*** Material provided ***

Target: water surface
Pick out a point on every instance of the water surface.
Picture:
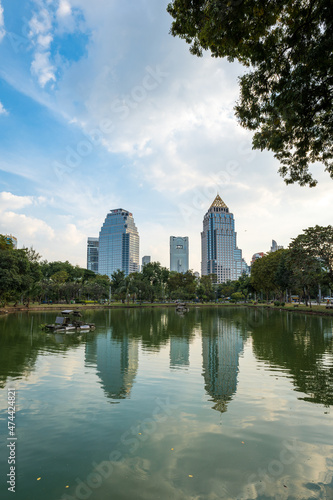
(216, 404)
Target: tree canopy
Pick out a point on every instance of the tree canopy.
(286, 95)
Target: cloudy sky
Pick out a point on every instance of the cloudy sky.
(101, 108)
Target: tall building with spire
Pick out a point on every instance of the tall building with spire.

*** End of Material provided ***
*** Material provided ***

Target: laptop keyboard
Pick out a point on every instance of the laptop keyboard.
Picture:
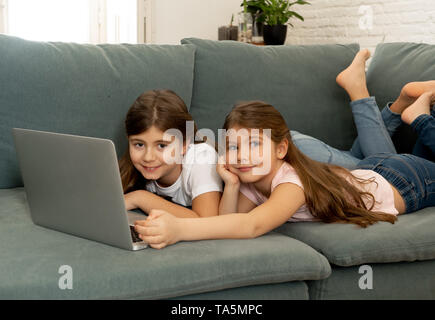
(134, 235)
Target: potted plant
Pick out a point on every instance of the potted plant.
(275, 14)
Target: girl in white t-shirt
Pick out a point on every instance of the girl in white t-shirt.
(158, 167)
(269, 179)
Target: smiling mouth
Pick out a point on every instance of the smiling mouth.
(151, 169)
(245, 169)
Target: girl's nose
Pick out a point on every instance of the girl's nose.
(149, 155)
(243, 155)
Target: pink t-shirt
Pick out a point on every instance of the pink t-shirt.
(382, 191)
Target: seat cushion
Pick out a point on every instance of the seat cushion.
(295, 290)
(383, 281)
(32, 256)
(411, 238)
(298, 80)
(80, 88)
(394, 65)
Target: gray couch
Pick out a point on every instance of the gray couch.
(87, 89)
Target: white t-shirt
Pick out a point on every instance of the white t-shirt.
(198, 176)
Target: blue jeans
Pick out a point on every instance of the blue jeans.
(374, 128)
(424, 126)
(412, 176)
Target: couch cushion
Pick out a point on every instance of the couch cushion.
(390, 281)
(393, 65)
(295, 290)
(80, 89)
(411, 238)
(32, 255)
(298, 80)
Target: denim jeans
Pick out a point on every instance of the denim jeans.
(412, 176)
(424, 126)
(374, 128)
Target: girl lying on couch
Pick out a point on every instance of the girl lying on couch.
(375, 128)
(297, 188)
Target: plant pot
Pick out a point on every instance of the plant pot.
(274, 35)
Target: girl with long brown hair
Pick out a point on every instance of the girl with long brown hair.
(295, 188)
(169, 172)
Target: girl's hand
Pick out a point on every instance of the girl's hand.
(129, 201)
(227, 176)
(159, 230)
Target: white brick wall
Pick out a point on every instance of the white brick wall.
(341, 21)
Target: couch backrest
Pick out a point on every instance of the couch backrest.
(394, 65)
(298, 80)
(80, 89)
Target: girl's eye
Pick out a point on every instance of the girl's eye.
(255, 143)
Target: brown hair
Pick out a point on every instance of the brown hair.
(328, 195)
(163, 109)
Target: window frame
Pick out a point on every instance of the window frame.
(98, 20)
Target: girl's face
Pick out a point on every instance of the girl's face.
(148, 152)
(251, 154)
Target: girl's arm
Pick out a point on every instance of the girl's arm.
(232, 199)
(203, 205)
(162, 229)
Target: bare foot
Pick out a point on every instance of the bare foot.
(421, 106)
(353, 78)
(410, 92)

*** End of Material provided ***
*** Material provided ***

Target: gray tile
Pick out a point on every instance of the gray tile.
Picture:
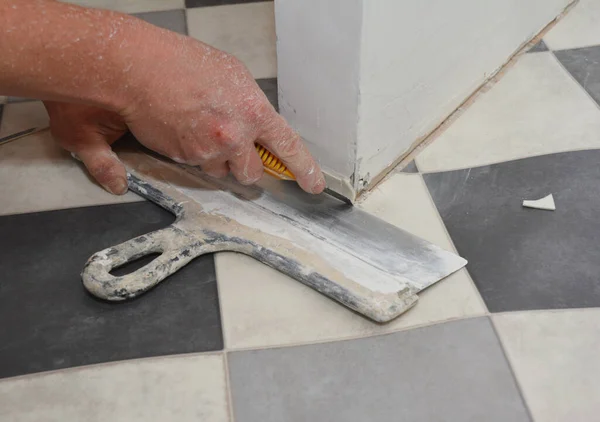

*** End of Material provided ***

> **What you will do**
Look back at the entries above. Retype the line with "Target: girl lying on couch", the line with "Target: girl's eye", and all lines in between.

> **Output**
Target: girl lying on couch
Pick out a point on every instance of the girl lying on couch.
(375, 128)
(297, 188)
Target: plant pot
Pick out a point on every instance of the plant pot.
(274, 35)
Target: girl with long brown hair
Pick out a point on every instance of the girl with long brown hair.
(295, 188)
(169, 172)
Target: girl's hand
Pick out a point on every instance of the girl's hand.
(129, 201)
(227, 176)
(159, 230)
Target: white brick wall
Pick out a point on every instance of the white brick wall.
(341, 21)
Target: couch backrest
Pick out a point on every instance of the couch backrest.
(394, 65)
(298, 80)
(80, 89)
Target: girl's eye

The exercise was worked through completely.